OBJETIVO DEL EJERCICIO: Según el texto mostrado, ¿a qué se dedica Rachel, la esposa de Toby Fleishman?

Tanto el libro como la serie recibieron elogios por parte de la crítica. La nueva vida de Toby es la típica historia nacida de una matriz narrativa judía (intelectual, liberal, neoyorquina) y quiere explorar las relaciones humanas – en su fragilidad – de una generación específica, la de los cuarenta años. En el centro de la historia está Toby Fleishman, un médico de cuarenta años casado con Rachel, agente teatral. Tienen dos hijos, una vida cómoda en el Upper East Side (escuelas privadas, niños no acostumbrados a tomar transporte público, etc.) y una relación impregnada de los clichés típicos de su estatus social. Se quieren, pero su relación parece viajar en categorías – de pensamiento y emocionales – diferentes. Todo cambia cuando, poco después de decidir divorciarse, Rachel desaparece dejando a Toby a cargo de los dos hijos. Éste tiene que lidiar con aplicaciones de citas (para buscar nuevas relaciones) y la crianza de los hijos.

DATOS DE ORIGEN:

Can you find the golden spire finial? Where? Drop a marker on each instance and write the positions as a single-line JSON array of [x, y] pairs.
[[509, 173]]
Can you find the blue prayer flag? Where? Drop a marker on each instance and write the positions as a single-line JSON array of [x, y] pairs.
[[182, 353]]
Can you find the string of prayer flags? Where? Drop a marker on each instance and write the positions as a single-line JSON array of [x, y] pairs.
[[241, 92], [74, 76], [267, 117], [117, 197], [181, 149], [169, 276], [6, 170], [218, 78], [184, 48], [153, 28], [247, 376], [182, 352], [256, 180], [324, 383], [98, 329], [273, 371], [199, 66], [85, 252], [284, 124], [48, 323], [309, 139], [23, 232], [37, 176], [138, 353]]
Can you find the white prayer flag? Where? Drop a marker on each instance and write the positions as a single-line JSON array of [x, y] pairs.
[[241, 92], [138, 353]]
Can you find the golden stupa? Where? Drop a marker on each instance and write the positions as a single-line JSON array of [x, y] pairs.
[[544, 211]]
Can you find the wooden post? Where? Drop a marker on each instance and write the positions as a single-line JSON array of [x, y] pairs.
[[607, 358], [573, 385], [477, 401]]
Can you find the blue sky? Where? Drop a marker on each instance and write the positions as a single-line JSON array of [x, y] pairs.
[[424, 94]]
==
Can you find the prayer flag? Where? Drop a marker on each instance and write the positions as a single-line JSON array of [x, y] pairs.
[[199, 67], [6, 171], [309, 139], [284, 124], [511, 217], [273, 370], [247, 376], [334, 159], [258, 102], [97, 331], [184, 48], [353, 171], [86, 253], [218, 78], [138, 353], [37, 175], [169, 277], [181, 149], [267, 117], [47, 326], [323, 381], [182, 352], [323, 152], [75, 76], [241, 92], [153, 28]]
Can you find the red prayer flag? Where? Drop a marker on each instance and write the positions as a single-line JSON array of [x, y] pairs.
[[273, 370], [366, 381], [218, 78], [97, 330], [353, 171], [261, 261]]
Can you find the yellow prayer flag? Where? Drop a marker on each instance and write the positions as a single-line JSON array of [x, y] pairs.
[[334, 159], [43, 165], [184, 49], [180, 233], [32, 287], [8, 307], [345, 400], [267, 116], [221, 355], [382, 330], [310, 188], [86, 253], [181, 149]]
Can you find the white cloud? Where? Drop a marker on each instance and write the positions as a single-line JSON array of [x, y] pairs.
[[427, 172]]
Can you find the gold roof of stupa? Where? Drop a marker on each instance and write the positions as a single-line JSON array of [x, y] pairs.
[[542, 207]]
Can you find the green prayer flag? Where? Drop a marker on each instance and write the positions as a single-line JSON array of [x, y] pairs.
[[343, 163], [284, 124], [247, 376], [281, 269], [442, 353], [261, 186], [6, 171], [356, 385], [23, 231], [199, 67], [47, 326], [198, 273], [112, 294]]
==
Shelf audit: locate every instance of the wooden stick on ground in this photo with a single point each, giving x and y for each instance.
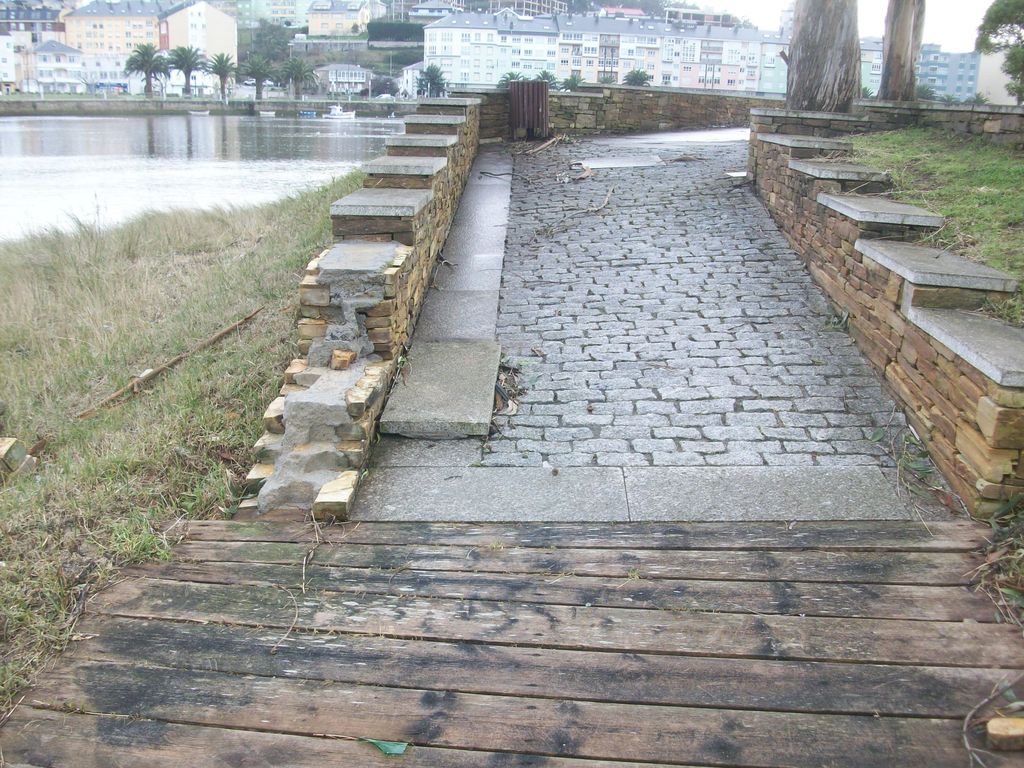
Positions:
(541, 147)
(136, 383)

SOLUCIÓN DEL PROBLEMA: Rachel es agente teatral.